### The data

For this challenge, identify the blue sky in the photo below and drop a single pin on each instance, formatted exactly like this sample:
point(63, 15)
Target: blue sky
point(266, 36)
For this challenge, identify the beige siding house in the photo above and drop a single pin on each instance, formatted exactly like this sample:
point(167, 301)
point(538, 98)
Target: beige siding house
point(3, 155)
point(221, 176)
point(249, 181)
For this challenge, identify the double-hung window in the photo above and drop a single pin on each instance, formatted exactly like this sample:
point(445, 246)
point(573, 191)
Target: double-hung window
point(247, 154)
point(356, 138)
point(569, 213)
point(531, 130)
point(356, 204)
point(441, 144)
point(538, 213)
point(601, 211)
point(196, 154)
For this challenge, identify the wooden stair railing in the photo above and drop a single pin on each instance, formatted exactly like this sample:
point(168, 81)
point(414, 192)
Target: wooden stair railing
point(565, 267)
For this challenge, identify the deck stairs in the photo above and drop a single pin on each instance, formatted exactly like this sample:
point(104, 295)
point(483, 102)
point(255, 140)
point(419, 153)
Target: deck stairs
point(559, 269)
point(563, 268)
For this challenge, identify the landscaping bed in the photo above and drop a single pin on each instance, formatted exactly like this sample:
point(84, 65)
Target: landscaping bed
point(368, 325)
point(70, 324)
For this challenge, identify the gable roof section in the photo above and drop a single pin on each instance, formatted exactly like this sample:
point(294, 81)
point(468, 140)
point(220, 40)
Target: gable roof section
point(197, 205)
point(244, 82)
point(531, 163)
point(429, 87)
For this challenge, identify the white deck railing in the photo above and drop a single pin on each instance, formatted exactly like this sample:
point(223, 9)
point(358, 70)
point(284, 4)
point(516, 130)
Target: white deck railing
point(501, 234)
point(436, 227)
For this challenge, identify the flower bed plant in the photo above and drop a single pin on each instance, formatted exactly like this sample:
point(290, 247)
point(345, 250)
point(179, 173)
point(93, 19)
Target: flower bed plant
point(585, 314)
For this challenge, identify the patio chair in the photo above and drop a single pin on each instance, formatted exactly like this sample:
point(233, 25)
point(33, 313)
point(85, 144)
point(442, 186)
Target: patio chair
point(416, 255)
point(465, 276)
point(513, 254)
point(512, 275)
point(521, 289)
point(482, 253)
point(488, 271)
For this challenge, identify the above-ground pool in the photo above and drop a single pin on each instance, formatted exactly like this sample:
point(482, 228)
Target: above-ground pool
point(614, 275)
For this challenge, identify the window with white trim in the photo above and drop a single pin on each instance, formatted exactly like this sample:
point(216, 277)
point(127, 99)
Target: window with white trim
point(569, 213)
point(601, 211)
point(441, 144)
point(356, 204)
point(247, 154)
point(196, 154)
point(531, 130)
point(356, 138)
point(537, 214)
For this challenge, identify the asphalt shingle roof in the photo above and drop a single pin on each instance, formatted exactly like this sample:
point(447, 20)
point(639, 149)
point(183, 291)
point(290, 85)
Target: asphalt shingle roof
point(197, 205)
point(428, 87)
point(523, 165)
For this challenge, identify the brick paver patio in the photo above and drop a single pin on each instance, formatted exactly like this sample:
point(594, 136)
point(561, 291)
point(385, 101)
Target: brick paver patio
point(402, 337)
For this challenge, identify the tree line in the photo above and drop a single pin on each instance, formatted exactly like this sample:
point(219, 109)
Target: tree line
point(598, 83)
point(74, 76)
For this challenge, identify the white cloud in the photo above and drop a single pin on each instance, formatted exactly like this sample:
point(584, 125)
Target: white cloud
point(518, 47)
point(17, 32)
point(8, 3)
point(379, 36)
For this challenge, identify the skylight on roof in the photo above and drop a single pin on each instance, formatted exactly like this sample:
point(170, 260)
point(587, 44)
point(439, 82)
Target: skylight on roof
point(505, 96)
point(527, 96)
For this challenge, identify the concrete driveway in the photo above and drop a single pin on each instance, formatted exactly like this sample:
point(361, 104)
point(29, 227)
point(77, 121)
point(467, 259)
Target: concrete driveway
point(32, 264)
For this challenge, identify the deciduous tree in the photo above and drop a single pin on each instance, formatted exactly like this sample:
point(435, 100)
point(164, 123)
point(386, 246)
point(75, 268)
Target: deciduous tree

### Description of the task
Which lines above include the word "deciduous"? Pick them out and copy them.

### Output for this exercise
For this challenge, identify the deciduous tree in the photo above and drop a single pin on each instance, formatted exactly like this sample:
Target: deciduous tree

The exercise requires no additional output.